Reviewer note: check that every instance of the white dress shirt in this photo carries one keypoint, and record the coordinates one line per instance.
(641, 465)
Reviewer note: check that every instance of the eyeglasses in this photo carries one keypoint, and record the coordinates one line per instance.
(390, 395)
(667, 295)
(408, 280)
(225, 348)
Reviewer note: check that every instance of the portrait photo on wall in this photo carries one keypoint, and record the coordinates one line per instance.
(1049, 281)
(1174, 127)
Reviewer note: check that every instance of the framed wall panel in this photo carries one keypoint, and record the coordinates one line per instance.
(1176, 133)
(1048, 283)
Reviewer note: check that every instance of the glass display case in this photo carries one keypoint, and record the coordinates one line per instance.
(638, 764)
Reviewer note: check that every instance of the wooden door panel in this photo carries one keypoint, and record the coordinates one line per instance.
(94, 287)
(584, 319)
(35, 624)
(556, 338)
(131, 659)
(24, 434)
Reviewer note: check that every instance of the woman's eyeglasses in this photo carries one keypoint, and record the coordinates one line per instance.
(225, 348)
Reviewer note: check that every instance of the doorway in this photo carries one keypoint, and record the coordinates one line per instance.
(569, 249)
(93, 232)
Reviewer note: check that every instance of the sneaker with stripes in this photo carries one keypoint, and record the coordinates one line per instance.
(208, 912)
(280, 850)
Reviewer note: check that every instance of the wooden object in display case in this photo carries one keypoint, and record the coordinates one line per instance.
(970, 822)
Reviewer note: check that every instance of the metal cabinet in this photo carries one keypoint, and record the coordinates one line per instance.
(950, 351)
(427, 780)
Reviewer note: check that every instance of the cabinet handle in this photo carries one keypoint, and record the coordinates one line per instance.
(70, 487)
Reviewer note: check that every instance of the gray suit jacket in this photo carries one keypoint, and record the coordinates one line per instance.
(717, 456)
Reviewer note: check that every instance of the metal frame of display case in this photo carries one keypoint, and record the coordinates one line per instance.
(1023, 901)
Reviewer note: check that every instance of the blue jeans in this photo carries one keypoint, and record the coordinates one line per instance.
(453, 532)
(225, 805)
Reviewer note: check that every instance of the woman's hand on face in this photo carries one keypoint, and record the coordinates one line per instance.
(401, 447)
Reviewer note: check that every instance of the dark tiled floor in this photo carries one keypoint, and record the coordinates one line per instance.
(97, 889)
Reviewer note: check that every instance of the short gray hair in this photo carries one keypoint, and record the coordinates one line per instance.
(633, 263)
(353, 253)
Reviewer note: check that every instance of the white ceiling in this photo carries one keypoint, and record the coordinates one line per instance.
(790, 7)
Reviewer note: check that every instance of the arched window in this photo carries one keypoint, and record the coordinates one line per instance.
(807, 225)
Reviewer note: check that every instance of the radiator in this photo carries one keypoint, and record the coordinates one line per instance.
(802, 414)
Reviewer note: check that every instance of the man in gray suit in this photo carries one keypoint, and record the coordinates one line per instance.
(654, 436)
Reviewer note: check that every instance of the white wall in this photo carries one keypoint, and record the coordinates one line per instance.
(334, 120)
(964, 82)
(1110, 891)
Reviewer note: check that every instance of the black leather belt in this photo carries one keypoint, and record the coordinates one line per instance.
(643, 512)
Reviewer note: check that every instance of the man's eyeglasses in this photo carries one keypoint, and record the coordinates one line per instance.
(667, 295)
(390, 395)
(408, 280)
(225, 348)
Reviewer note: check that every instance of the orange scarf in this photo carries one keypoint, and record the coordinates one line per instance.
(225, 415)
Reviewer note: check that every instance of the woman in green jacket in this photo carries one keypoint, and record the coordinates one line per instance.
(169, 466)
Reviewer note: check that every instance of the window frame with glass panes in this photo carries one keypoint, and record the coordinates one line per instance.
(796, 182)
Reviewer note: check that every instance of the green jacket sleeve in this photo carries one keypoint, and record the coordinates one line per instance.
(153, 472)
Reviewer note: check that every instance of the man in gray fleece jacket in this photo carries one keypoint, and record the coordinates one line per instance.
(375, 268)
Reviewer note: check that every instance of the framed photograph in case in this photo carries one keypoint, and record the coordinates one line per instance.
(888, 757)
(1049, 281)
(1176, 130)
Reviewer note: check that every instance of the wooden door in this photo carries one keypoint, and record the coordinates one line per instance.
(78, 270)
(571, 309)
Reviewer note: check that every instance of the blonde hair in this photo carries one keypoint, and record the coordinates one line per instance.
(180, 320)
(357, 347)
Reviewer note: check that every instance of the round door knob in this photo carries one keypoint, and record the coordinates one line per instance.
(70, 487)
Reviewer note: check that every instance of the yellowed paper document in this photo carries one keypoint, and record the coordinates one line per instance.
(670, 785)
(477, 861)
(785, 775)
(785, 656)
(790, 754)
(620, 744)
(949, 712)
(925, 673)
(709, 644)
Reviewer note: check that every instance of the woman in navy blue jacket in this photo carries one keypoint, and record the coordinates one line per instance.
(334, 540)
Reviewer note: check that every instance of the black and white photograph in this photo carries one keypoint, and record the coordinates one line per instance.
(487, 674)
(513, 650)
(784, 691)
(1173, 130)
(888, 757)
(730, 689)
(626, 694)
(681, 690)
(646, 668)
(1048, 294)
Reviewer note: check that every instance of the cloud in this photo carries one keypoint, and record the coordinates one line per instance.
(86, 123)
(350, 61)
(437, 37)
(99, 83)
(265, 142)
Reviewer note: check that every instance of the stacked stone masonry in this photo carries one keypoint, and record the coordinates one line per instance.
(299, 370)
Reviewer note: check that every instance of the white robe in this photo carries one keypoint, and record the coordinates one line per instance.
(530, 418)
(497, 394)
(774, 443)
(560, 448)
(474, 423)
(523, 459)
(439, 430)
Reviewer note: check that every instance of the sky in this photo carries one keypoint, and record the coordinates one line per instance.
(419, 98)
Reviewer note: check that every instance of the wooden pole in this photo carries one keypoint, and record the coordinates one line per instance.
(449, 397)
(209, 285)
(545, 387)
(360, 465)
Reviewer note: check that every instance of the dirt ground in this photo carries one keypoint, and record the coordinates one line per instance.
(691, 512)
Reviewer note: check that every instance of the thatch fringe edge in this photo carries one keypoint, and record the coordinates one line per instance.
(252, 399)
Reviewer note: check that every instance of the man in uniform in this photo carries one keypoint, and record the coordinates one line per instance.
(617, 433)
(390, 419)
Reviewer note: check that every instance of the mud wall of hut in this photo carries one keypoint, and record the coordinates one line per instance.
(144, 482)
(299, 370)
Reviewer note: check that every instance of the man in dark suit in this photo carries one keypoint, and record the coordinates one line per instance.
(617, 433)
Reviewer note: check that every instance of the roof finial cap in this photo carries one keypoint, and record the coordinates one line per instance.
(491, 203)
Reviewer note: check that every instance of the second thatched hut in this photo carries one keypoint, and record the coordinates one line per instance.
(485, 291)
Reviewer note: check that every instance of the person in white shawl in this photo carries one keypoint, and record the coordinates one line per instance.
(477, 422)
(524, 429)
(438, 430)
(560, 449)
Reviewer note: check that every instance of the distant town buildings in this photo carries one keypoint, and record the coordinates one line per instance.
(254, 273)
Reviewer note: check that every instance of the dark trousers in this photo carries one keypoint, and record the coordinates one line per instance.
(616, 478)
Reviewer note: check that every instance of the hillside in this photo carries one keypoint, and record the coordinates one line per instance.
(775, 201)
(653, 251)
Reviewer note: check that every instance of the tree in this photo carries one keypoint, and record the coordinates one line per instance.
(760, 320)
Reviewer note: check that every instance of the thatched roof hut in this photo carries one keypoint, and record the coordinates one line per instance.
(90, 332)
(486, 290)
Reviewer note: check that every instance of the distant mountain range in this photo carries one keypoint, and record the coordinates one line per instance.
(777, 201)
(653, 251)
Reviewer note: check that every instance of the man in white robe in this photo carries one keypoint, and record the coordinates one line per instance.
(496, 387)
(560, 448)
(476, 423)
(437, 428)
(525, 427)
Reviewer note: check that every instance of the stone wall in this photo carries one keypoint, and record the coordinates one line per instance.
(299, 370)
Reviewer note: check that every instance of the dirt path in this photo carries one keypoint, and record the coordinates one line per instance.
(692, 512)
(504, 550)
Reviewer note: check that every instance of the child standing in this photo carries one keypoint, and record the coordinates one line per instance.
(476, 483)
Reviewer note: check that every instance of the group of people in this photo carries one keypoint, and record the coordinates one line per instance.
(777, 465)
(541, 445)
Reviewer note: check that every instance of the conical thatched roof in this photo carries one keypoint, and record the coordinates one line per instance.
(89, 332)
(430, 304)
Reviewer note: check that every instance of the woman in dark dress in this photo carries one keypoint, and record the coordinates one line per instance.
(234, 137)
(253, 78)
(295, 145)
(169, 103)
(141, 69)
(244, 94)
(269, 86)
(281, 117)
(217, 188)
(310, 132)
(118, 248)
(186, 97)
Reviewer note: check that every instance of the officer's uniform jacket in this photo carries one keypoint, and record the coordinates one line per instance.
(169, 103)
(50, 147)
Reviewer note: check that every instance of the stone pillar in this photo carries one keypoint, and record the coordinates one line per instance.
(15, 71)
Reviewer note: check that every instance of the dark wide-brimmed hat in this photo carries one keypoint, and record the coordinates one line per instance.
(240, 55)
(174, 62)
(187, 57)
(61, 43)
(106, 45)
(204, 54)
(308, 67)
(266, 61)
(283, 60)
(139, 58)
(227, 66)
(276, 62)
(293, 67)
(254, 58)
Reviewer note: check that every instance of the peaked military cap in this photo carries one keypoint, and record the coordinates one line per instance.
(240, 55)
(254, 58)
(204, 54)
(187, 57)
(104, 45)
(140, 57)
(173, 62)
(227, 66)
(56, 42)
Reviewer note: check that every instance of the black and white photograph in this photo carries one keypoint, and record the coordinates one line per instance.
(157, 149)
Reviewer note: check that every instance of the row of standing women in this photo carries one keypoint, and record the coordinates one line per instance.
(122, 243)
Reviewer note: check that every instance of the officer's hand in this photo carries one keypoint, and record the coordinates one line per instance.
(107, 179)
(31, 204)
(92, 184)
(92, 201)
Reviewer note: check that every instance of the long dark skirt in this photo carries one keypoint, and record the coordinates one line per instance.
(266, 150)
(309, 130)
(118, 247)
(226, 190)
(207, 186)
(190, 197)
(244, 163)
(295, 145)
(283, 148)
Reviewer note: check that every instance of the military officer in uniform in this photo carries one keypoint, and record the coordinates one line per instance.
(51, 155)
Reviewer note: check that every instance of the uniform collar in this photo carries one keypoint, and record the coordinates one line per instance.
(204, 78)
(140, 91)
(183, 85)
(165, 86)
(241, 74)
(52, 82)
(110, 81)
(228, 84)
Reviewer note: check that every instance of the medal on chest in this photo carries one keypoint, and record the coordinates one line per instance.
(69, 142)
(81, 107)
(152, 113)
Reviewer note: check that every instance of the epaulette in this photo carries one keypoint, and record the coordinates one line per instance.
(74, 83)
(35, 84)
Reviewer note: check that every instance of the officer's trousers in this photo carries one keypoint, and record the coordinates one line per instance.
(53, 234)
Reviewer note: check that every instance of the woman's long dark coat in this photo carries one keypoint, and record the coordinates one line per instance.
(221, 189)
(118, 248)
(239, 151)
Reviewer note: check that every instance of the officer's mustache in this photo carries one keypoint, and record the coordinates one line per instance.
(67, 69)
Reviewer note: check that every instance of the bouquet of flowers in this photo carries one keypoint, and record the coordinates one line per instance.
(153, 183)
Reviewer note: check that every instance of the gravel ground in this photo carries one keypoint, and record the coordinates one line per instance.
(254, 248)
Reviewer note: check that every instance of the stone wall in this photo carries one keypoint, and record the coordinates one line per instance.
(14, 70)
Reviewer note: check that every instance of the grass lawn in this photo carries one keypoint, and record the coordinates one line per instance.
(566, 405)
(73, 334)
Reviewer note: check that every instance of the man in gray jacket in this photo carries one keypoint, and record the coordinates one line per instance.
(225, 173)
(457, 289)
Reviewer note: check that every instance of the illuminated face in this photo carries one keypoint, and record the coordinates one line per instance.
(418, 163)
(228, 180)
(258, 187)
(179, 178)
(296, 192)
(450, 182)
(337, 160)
-------
**Exercise**
Set out as a numbered list the entries above, from the line containing "in gray suit" through the line containing "(1176, 130)", both included, and omit any blank lines.

**Result of the task**
1. Reviewer note: check that every instance of the man in gray suit in this photo carries one keypoint, and record the coordinates one line per instance.
2. (654, 436)
3. Reviewer note: check that every instance of the white wall in this photo carries one keypoint, and record the coordinates one line per instance.
4. (334, 120)
5. (964, 82)
6. (1110, 891)
7. Reviewer note: check that every instance of the black leather belt in this photo carries one keypoint, and record the coordinates one line per instance.
8. (643, 512)
9. Reviewer note: check that every instance of the man's eyeglasses in this photo carries one keypoint, and record the coordinates one line per instance.
10. (667, 295)
11. (390, 395)
12. (408, 280)
13. (225, 348)
14. Reviewer note: check that every instance of the orange scarf in this photo carries one keypoint, and record the coordinates one line per instance.
15. (225, 415)
16. Reviewer note: check that every instance of the woman in green jacket in this photo carries one keypoint, and record the coordinates one line per instance.
17. (169, 466)
18. Reviewer note: check that every instance of the window frame with glass panes in this photo carries one keypoint, and record the coordinates one line per instance.
19. (796, 182)
20. Reviewer note: check that every instance of the green jacket sleeve in this photo carries one keypoint, and record the coordinates one line per instance.
21. (153, 472)
22. Reviewer note: check that every instance of the man in gray fleece jacket in this photo carries one keypoint, and record the coordinates one line per instance.
23. (375, 268)
24. Reviewer note: check that every instance of the framed photograph in case in this photo carries one keypoint, and record the coordinates one line per instance.
25. (888, 757)
26. (1049, 281)
27. (1176, 130)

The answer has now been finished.